## [SUPPLIED MATERIAL]
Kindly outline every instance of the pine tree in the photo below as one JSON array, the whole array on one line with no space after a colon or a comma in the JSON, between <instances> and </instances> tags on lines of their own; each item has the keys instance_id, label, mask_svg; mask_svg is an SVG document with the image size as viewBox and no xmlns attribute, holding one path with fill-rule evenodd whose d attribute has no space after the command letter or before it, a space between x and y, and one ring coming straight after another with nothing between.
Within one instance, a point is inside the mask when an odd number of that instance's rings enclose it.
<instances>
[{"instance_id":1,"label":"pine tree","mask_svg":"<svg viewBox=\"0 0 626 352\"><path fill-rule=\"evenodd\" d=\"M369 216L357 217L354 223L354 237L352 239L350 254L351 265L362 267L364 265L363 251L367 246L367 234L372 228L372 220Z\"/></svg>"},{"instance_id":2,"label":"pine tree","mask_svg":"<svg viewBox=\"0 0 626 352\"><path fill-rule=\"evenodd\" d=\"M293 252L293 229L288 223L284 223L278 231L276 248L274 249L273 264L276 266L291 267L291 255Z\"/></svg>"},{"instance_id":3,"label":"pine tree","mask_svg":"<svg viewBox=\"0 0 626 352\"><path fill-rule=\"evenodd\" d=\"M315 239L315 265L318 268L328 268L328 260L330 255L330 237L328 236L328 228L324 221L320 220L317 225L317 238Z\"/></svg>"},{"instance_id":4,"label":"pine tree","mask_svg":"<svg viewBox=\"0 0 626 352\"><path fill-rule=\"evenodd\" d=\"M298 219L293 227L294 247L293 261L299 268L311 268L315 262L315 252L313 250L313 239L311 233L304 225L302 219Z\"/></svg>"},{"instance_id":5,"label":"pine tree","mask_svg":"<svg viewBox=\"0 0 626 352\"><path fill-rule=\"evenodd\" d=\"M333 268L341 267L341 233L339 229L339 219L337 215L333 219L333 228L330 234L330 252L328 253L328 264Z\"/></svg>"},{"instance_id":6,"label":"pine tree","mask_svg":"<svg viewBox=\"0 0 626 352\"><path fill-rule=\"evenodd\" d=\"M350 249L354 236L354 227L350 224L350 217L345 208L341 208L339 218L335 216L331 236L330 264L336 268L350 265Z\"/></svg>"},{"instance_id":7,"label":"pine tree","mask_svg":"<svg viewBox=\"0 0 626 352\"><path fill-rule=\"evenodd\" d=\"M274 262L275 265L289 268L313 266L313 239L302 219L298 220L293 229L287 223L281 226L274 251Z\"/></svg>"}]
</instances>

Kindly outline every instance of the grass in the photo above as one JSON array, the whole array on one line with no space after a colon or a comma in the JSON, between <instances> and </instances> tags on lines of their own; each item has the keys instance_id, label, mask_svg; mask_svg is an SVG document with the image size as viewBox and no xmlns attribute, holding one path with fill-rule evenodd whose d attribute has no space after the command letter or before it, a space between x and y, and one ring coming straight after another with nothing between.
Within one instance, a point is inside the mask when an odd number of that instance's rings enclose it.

## [TASK GOAL]
The response should consist of all the entries, reproduced word for word.

## [ANSWER BOX]
Kindly outline every instance of the pine tree in the photo below as one JSON array, the whole array on one line with no space after a colon or a comma in the JSON, between <instances> and </instances> tags on lines of their own; each item has the keys instance_id, label, mask_svg; mask_svg is an SVG document with the image size as viewBox and no xmlns attribute, holding one path with fill-rule evenodd whose d attribute has no space after the command letter or before it, a space between x and y, and one ring coming straight after another with nothing between.
Within one instance, a point is inside the mask when an odd number of that instance's rings enclose it.
<instances>
[{"instance_id":1,"label":"pine tree","mask_svg":"<svg viewBox=\"0 0 626 352\"><path fill-rule=\"evenodd\" d=\"M369 216L357 217L354 223L354 237L352 239L350 254L351 265L362 267L364 265L363 251L367 246L367 234L372 228L372 220Z\"/></svg>"},{"instance_id":2,"label":"pine tree","mask_svg":"<svg viewBox=\"0 0 626 352\"><path fill-rule=\"evenodd\" d=\"M293 252L293 229L288 223L284 223L278 231L276 248L274 249L273 264L276 266L291 267L291 255Z\"/></svg>"},{"instance_id":3,"label":"pine tree","mask_svg":"<svg viewBox=\"0 0 626 352\"><path fill-rule=\"evenodd\" d=\"M315 239L315 265L318 268L328 268L328 260L330 255L330 237L328 236L328 228L324 221L320 220L317 225L317 238Z\"/></svg>"},{"instance_id":4,"label":"pine tree","mask_svg":"<svg viewBox=\"0 0 626 352\"><path fill-rule=\"evenodd\" d=\"M298 219L293 227L294 247L293 261L299 268L311 268L315 262L315 252L313 250L313 239L311 233L304 225L302 219Z\"/></svg>"},{"instance_id":5,"label":"pine tree","mask_svg":"<svg viewBox=\"0 0 626 352\"><path fill-rule=\"evenodd\" d=\"M333 268L341 267L341 233L339 229L339 219L337 215L333 219L333 228L330 234L330 252L328 253L328 264Z\"/></svg>"},{"instance_id":6,"label":"pine tree","mask_svg":"<svg viewBox=\"0 0 626 352\"><path fill-rule=\"evenodd\" d=\"M350 249L354 236L354 227L350 224L350 217L345 208L341 208L339 218L335 216L331 236L330 264L336 268L350 265Z\"/></svg>"},{"instance_id":7,"label":"pine tree","mask_svg":"<svg viewBox=\"0 0 626 352\"><path fill-rule=\"evenodd\" d=\"M274 262L275 265L289 268L313 266L313 239L302 219L298 220L293 229L287 223L281 226L274 251Z\"/></svg>"}]
</instances>

Kindly outline every instance of the grass in the photo above as one JSON array, the whole array on one line with no space after a colon or a comma in the JSON, between <instances> and </instances> tags on lines of their own; each item has the keys instance_id, label, mask_svg; mask_svg is an SVG document with the image size as viewBox and no xmlns attribute, holding one path with fill-rule evenodd whose d attribute has no space after the command letter or before it, a space between x and y, and one ring coming straight after another with nothing between.
Within one instance, a point is inside the mask when an odd number of that instance's rings enclose it.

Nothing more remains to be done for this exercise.